* MATERIAL FOR THIS EXERCISE:
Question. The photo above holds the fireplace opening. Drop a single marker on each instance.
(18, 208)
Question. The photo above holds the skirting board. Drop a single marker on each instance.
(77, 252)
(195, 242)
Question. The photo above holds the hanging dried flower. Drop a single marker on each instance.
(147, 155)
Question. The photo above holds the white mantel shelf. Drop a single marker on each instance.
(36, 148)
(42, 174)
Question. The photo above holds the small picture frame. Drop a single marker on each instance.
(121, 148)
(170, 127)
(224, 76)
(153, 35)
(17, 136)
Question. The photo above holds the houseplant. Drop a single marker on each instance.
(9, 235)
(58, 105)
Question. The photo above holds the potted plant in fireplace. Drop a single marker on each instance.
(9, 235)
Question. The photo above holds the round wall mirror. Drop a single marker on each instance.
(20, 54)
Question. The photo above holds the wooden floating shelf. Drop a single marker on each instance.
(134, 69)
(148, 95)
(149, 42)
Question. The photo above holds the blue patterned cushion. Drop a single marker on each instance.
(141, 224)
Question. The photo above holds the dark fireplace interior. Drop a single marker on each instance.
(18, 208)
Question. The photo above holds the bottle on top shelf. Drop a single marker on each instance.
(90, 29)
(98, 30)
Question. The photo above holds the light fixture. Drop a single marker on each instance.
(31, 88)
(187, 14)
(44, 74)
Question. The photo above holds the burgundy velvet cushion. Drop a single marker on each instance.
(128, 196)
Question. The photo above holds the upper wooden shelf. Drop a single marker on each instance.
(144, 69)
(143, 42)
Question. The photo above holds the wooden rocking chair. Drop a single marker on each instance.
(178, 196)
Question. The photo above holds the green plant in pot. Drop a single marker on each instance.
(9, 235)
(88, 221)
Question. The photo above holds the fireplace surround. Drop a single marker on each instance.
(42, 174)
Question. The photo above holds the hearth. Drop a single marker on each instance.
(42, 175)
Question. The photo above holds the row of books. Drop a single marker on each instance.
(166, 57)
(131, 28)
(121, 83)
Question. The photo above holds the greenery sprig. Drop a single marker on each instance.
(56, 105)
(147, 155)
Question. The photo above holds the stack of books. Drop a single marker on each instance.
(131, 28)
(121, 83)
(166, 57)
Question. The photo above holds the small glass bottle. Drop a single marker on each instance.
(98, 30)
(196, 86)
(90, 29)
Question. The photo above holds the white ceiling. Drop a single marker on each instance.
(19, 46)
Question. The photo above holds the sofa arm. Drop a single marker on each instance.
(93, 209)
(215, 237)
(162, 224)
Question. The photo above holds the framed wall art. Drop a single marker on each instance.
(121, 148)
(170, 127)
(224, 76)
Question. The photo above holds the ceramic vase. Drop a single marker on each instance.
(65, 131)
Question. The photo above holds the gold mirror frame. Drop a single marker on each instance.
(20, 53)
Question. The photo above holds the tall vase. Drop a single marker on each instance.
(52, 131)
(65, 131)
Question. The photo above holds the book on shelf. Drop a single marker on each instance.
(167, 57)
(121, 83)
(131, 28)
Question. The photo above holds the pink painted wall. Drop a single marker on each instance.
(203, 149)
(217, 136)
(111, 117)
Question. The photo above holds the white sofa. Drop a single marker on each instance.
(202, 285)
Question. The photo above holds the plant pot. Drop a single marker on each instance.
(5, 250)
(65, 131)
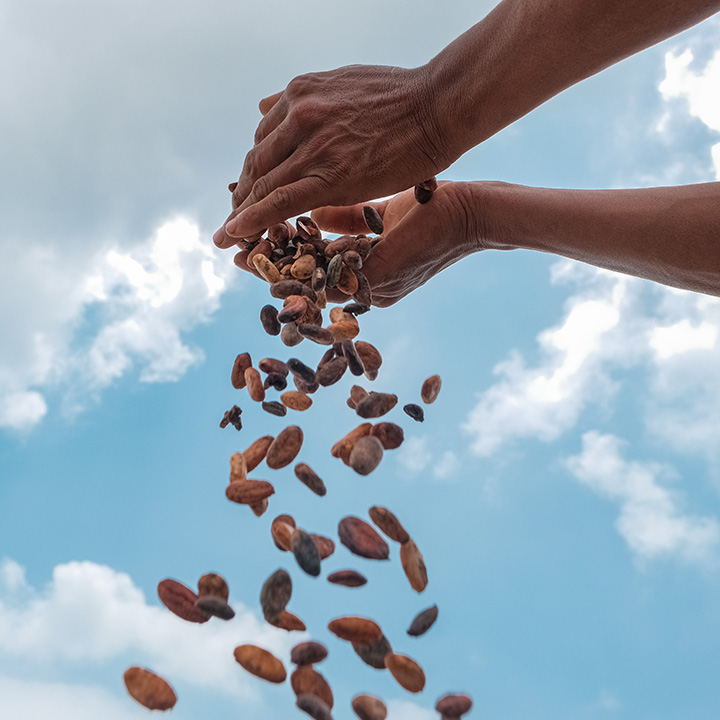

* WHAT IS NEEDED: Return every line above word for word, minus images.

* RESPONSE TO THE TASK:
Question. The photo above holds the fireplace opening. Drop a single marker on each instance.
(18, 208)
Question. The photo above holds the skirting board. Drop a single marker on each instance.
(77, 252)
(195, 242)
Question. The photo above holds the hanging dried flower. Drop a single marker on each instance.
(147, 155)
Question. The photo above holds the white mantel shelf. Drop a single marker on each instance.
(36, 148)
(42, 174)
Question. The photo above holds the small picture frame. Drop a single marker on each instance.
(121, 148)
(170, 127)
(224, 76)
(153, 35)
(17, 136)
Question. The photo above holds the houseplant. Drop a single marker on each instance.
(9, 235)
(58, 105)
Question. The photo above holds the potted plant in fireplace. Drop a single marker on each instance.
(9, 235)
Question. The photo above holds the round wall mirror. Drop a single marker on each instance.
(20, 54)
Question. The photo above holds the wooden floating shelf. Drop a single marker on each instance.
(134, 69)
(148, 95)
(149, 42)
Question. The photo above holds the blue patterned cushion. Drop a single marker on each instance.
(141, 224)
Question. The photo above holds the dark fireplace interior. Drop a single marker on each instance.
(18, 208)
Question. The photo above holds the bottle on top shelf. Drop a single marker on each instance.
(90, 29)
(98, 30)
Question. The photo above holds the light fixture. Drop a single marker on each instance.
(31, 88)
(187, 14)
(44, 74)
Question. The photo above holds the burgundy velvet cushion. Drop a single marker on each instance.
(128, 196)
Question. The photo above holds the upper wooden shelf. Drop a single marker on each instance.
(144, 69)
(143, 42)
Question. The photo above holds the wooden rocking chair. Drop a single marker on each instance.
(178, 196)
Question. The photo above holds the green plant in pot. Drop a single marker on each instance.
(9, 235)
(88, 221)
Question. The photo above holds the fireplace surround. Drop a single marker on each instance.
(42, 174)
Question. The photo above holds the hearth. Drop a single marker on each instance.
(42, 175)
Question. The photo above holds the row of books. Drop a single marker on each instance.
(166, 57)
(131, 28)
(121, 83)
Question. The photo above holds the greenery sprig. Drop a single marker on each instance.
(56, 105)
(147, 155)
Question. The photo above holds the stack of books. Drop a single marker on each instance.
(131, 28)
(121, 83)
(166, 57)
Question. The photo above holds the small glass bottle. Drop a single marker on each instance.
(98, 30)
(196, 86)
(90, 29)
Question. The photo above holds the white ceiling. Drop a single marker on each instance.
(19, 46)
Question. The photo above holds the sofa arm. Drop a single marker on each instance.
(93, 209)
(215, 237)
(162, 224)
Question. The photo above holds the framed wall art. Drop a single marker on each instance.
(121, 148)
(170, 127)
(224, 76)
Question. The photo above holds the ceramic vase. Drop a single marker on each instance.
(65, 131)
Question. The photo above holds the gold mirror frame. Drop a single marker on each instance.
(20, 53)
Question. The photo above holds the tall vase. Drop a single marker on each instance.
(52, 131)
(65, 131)
Question. The photo above holds the book on shelf. Drop a single marker on each instance.
(167, 57)
(121, 83)
(131, 28)
Question. The photo above holds the pink painted wall. Drop a single marker on each instance.
(203, 149)
(217, 136)
(111, 117)
Question. The photo above holds the white sofa. Drop a single marker on each instance.
(202, 285)
Question. The photo above holds the plant pot. Drop a single marker on each instance.
(5, 250)
(65, 131)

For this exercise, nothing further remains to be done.